La rincorsa dei populisti
In Italia e nel mondo, la domanda di politica sta crescendo a vista d’occhio. In Italia e nel mondo, soprattutto democratico, l’offerta di politica è mediocre e non riesce a soddisfare la domanda. Ovunque i «produttori» di politica si stanno sforzando di aumentare per quanto possibile la «produzione», ma per decenni si sono adoperati a smantellare gli impianti e licenziare il personale, e non riescono adesso a invertire la rotta. Il rischio è che, insoddisfatti da quel che trovano sul mercato democratico, gli elettori si mettano a cercare ai limiti della democrazia.
La domanda di politica è tornata a crescere circa un decennio fa, all’indomani della Grande Recessione. Dopo che per un ventennio almeno aveva galleggiato su livelli assai scarsi, in un mondo post-Guerra Fredda persuaso di poter fare quasi del tutto a meno del potere pubblico e ansioso piuttosto di farsi governare dal diritto, dal mercato, dagli organismi tecnocratici nazionali e internazionali, dalle nuove tecnologie. Da ultimo le crisi migratorie, la pandemia, la guerra in Ucraina, la scarsità di materie prime hanno fatto letteralmente esplodere la domanda di politica, la sensazione diffusa che un globo incontrollabile e irto di pericoli debba urgentemente essere ricondotto a un minimo di ordine politico.

### Elenco fornito
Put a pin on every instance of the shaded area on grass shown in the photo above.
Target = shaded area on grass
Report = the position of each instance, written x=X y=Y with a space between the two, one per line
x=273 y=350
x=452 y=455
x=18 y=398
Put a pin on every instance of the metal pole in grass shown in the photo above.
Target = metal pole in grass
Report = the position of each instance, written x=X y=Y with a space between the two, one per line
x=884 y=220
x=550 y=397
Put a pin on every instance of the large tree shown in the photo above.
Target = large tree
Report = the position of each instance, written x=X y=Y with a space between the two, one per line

### Compiti da svolgere
a: Rispondi a queste domande sul brano dedicato alla domanda di politica:
(i) Quando è tornata a crescere la domanda di politica?
(ii) A che cosa si sono adoperati per decenni i «produttori» di politica?
(iii) Quali fattori hanno fatto esplodere da ultimo la domanda di politica?
b: Riassumi in due frasi il brano sulla domanda di politica.
c: Ricopia fedelmente il passo del brano sulla domanda di politica che comincia con le parole "La rincorsa dei" e termina con "limiti della democrazia.".

### Risposte nell'ordine
a:
(i) Circa un decennio fa, all'indomani della Grande Recessione.
(ii) A smantellare gli impianti e a licenziare il personale.
(iii) Le crisi migratorie, la pandemia, la guerra in Ucraina e la scarsità di materie prime.

b: In Italia e nel mondo la domanda di politica cresce, ma l'offerta è mediocre e i «produttori» di politica, dopo aver smantellato per decenni gli impianti e licenziato il personale, non riescono a invertire la rotta, con il rischio che gli elettori cerchino ai limiti della democrazia. Tornata a crescere dopo la Grande Recessione, la domanda è poi esplosa con le crisi migratorie, la pandemia, la guerra in Ucraina e la scarsità di materie prime.

c:
La rincorsa dei populisti
In Italia e nel mondo, la domanda di politica sta crescendo a vista d’occhio. In Italia e nel mondo, soprattutto democratico, l’offerta di politica è mediocre e non riesce a soddisfare la domanda. Ovunque i «produttori» di politica si stanno sforzando di aumentare per quanto possibile la «produzione», ma per decenni si sono adoperati a smantellare gli impianti e licenziare il personale, e non riescono adesso a invertire la rotta. Il rischio è che, insoddisfatti da quel che trovano sul mercato democratico, gli elettori si mettano a cercare ai limiti della democrazia.